Objective = Copy the passage of the text on the Will to Power comic series word for word, starting at "This storyline was" and stopping after "much about Titan.".

Text section =
■ ■ ■ ■ ■

- Cover of the first issue

Publication information
- Publisher: Dark Horse Comics
- Schedule: Weekly
- Format: Limited series
- Genre: Superhero;
- Publication date: June - August 1994
- No. of issues: 12
- Main character(s): Titan Grace X Counterstrike Vortex

Creative team
- Created by: Team CGW
- Written by: Team CGW
- Penciller(s): Mike Richardson Chris Warner Various
- Inker(s): Brian Apthorp Tim Bradstreet Various
- Colorist: Various

= Will to Power (comics) =

Will To Power was a twelve-issue limited series event published by Dark Horse Comics under their Comics Greatest World imprint. It was published in four three-issue arcs, with each arc focusing on one of CGW's four environs, Arcadia, Steel Harbor, Golden City, and the area surrounding the Vortex.

The story followed the descent of Titan from hero to villain.
Other major characters included the X-killer (better known simply as X), Scream, Counterstrike, Mace Blitzkrieg, Wolf Pack, Grace and Catalyst, King Tiger, Lt. Anderson, and The Man from the Vortex.

This storyline was CGW's swansong. The imprint was changed to Dark Horse Heroes shortly after its completion.

==History==

===Titan joins the NSC===
No longer able to work with Grace due to personal differences, Titan leaves Golden City to "find America." He eventually joins the NSC as a field operative. On his first mission he battles Dr. Stanley Kirby and his creations the Inhibitors. Working with Kirby is Titan's former partner Golden Boy. Several of the Inhibitors are killed including Golden Boy who is executed by NSC agents because he knows too much about Titan.

===Arcadia: Operation: Peregrine===
The vigilante X interrupts a shipment of cocaine disguised as bathroom sinks at the warehouse of the "Nutty Plumber" Roscoe Ligotti.
Ligotti is actually a crime boss and uses his chain of plumber's helper stores as a front.

■ ■ ■ ■ ■

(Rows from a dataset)
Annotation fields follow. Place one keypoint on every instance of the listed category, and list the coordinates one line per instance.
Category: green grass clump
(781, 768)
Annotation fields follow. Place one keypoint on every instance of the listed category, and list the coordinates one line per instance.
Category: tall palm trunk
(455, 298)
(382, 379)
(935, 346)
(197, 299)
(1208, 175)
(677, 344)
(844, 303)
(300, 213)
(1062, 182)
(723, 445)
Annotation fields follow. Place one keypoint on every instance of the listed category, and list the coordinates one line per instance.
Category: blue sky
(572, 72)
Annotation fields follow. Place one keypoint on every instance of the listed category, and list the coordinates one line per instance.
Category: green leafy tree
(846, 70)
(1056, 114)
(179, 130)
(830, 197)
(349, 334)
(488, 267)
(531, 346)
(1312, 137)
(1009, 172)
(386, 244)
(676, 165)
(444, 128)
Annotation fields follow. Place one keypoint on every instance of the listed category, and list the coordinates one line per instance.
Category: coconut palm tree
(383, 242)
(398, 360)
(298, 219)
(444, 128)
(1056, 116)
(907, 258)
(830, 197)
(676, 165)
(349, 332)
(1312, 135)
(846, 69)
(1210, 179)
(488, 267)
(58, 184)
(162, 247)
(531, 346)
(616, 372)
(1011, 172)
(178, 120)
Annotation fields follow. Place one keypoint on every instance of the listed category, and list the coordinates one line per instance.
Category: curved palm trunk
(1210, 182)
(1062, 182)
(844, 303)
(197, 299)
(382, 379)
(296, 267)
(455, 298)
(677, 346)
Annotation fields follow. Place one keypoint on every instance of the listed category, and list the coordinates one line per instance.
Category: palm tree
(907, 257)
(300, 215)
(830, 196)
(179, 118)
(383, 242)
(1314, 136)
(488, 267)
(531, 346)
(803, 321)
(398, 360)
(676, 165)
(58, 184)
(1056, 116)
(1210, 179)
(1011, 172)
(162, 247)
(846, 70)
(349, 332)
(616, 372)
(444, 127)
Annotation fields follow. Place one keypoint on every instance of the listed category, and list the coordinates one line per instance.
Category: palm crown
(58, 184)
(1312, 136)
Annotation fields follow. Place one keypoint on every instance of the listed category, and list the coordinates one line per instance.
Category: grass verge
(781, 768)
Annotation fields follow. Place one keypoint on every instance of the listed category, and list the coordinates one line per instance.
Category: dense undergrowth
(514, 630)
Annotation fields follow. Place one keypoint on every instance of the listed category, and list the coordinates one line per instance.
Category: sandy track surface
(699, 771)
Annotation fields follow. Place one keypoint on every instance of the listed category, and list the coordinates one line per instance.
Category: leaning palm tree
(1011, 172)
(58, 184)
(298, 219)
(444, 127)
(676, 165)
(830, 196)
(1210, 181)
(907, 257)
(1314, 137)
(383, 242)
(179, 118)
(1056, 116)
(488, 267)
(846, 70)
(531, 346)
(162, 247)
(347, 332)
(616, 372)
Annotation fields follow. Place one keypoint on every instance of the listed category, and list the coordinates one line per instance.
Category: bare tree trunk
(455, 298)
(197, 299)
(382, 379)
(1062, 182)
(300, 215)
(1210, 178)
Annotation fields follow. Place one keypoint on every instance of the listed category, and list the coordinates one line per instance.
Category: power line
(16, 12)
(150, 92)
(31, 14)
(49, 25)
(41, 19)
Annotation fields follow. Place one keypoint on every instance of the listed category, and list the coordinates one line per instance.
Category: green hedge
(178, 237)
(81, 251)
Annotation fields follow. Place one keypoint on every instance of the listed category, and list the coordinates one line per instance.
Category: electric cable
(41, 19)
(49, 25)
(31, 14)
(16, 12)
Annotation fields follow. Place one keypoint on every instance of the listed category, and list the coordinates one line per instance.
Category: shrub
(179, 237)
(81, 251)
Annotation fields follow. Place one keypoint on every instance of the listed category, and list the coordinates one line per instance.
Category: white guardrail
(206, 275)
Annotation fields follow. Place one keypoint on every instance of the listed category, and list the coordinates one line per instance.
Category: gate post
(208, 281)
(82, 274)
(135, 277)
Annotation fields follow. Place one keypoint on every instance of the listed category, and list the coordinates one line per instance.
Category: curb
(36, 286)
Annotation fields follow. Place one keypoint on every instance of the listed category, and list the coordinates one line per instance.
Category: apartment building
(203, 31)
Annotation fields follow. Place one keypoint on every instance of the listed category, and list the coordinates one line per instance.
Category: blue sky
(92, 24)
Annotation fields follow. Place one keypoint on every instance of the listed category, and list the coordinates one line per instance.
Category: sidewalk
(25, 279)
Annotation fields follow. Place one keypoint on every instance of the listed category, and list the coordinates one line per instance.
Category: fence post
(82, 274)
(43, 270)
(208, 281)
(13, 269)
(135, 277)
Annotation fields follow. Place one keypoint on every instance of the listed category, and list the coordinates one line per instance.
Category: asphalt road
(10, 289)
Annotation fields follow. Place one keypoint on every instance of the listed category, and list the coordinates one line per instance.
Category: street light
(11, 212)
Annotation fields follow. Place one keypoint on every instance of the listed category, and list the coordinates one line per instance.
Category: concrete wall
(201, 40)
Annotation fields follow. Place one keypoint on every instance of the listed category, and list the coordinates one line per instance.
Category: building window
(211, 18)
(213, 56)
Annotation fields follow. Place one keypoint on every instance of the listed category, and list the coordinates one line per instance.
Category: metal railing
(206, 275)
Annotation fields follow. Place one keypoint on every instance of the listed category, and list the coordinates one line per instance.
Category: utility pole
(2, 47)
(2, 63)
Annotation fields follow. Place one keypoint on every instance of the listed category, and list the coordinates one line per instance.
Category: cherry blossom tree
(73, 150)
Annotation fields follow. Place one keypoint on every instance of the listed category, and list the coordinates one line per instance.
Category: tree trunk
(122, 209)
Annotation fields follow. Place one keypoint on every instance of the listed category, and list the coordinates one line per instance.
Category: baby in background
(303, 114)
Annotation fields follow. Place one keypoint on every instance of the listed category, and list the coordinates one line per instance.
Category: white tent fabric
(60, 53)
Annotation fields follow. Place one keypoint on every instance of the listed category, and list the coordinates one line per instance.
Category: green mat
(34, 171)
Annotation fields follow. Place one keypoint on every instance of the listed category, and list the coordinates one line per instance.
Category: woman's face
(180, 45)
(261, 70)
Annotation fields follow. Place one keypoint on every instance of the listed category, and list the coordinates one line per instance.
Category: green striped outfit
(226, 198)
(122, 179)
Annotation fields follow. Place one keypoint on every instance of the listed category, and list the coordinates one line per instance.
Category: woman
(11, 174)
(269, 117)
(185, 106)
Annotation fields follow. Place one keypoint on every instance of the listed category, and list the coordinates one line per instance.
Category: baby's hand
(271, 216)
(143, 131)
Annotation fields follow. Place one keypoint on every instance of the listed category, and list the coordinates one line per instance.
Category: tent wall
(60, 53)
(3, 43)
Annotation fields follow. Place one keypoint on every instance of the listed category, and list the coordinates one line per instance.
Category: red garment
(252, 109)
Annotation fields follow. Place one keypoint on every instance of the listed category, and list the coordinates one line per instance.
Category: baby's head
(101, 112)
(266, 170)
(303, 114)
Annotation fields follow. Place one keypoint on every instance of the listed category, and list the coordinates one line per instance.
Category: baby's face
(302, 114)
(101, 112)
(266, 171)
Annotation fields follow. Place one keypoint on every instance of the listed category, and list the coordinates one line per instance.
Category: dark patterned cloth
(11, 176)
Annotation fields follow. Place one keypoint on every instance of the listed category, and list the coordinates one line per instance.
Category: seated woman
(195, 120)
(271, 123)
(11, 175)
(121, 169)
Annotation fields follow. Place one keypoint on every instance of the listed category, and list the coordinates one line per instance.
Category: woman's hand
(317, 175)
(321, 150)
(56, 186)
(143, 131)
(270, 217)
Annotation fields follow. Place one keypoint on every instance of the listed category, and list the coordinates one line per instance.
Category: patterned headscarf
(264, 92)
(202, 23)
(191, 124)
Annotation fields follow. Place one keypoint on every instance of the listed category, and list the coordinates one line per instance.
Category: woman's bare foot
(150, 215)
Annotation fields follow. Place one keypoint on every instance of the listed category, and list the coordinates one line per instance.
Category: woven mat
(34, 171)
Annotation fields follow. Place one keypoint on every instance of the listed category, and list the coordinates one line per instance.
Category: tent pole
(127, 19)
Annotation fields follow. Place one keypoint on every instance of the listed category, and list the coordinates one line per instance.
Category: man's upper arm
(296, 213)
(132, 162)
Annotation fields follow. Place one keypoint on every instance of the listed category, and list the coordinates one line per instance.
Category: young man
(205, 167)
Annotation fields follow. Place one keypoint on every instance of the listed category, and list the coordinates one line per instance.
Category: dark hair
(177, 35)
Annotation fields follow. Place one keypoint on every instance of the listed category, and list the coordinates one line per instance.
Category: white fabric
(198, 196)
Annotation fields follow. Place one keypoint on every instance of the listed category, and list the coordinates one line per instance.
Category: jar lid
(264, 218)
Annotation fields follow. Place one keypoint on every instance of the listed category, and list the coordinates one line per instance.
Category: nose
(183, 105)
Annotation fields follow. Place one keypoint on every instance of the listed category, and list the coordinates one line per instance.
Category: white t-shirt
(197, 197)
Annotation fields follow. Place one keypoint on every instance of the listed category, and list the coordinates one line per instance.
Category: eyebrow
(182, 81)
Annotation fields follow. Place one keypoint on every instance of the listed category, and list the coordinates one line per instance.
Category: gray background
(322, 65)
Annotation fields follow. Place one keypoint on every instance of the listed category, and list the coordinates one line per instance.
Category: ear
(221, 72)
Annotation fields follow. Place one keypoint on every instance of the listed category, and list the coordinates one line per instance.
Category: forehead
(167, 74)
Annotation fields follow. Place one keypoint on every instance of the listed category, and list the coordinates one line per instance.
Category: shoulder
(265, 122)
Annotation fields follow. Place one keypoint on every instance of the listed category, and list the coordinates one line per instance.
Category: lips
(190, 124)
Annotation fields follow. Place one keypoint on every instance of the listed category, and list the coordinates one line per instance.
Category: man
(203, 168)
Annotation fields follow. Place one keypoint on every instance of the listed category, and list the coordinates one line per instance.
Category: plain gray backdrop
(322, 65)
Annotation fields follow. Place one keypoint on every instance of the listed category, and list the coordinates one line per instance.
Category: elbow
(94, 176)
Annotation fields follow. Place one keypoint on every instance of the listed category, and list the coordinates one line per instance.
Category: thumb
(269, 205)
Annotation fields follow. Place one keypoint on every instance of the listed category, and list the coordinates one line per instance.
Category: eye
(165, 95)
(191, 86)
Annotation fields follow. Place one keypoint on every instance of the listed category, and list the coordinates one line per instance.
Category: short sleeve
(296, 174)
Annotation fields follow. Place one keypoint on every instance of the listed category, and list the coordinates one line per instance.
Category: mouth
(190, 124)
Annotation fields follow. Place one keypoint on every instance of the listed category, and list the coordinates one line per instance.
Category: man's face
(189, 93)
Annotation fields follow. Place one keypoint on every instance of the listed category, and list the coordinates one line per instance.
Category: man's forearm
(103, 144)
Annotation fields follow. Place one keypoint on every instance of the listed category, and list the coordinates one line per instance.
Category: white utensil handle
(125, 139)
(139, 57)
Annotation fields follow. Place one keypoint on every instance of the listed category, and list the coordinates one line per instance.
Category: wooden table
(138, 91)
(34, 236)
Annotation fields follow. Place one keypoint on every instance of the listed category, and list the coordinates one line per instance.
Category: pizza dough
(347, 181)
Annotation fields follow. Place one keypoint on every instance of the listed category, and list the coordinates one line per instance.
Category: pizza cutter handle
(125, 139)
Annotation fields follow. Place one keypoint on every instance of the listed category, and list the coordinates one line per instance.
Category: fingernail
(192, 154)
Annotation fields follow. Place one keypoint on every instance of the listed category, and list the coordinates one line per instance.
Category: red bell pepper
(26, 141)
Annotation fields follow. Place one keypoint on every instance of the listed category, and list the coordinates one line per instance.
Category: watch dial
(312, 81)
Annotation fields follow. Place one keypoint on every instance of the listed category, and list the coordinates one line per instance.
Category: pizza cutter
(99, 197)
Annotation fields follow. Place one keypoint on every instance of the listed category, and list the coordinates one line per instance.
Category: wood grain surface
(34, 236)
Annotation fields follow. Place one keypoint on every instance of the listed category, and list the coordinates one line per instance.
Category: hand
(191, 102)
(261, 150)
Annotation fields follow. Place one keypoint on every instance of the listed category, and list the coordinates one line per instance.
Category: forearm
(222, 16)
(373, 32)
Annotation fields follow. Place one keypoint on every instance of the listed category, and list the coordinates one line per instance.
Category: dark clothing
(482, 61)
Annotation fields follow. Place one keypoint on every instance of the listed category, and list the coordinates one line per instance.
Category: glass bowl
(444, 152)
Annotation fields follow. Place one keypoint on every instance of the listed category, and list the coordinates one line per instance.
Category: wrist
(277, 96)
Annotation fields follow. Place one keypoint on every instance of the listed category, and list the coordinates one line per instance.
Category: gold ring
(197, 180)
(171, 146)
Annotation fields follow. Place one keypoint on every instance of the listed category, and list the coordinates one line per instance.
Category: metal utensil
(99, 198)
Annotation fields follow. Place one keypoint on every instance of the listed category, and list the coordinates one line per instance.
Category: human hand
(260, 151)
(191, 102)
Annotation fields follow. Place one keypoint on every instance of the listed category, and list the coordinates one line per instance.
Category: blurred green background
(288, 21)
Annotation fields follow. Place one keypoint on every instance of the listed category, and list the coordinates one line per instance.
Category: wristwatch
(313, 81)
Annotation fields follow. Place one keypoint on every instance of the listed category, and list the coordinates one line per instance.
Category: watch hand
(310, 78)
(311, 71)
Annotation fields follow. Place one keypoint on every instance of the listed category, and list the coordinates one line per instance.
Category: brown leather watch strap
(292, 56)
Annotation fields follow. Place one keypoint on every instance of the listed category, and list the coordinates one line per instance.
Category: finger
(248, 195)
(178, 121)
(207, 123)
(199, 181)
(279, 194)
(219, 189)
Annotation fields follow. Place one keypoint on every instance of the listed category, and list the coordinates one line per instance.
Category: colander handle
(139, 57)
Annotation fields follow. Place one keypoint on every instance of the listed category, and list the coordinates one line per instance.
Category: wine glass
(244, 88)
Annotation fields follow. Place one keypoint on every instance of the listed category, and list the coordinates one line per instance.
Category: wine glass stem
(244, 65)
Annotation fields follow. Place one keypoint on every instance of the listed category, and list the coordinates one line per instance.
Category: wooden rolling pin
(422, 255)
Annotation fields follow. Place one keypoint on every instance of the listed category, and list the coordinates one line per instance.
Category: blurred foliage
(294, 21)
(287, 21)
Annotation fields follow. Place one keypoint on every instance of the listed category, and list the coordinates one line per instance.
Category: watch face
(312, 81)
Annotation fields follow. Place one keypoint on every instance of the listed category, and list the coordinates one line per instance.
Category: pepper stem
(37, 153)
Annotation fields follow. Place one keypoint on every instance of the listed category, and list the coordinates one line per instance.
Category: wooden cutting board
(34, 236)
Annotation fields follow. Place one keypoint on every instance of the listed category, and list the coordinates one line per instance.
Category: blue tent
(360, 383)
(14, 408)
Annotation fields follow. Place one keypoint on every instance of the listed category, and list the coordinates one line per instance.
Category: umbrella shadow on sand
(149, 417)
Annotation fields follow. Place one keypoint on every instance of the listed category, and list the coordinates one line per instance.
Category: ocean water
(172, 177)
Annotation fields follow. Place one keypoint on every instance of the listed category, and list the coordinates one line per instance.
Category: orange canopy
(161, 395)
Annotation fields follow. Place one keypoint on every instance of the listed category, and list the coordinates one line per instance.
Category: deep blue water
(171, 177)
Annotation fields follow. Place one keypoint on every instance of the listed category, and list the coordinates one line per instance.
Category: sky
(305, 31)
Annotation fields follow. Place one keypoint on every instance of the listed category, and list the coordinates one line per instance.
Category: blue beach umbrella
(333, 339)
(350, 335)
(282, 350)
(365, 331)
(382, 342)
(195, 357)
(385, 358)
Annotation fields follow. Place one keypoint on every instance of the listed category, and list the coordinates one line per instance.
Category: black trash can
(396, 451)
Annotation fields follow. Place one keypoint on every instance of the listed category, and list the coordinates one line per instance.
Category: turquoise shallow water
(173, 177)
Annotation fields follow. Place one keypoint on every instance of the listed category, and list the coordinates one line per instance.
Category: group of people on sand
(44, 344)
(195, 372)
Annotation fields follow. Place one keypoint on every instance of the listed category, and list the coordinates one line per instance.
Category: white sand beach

■ ■ ■ ■ ■

Complete answer =
This storyline was CGW's swansong. The imprint was changed to Dark Horse Heroes shortly after its completion.

==History==

===Titan joins the NSC===
No longer able to work with Grace due to personal differences, Titan leaves Golden City to "find America." He eventually joins the NSC as a field operative. On his first mission he battles Dr. Stanley Kirby and his creations the Inhibitors. Working with Kirby is Titan's former partner Golden Boy. Several of the Inhibitors are killed including Golden Boy who is executed by NSC agents because he knows too much about Titan.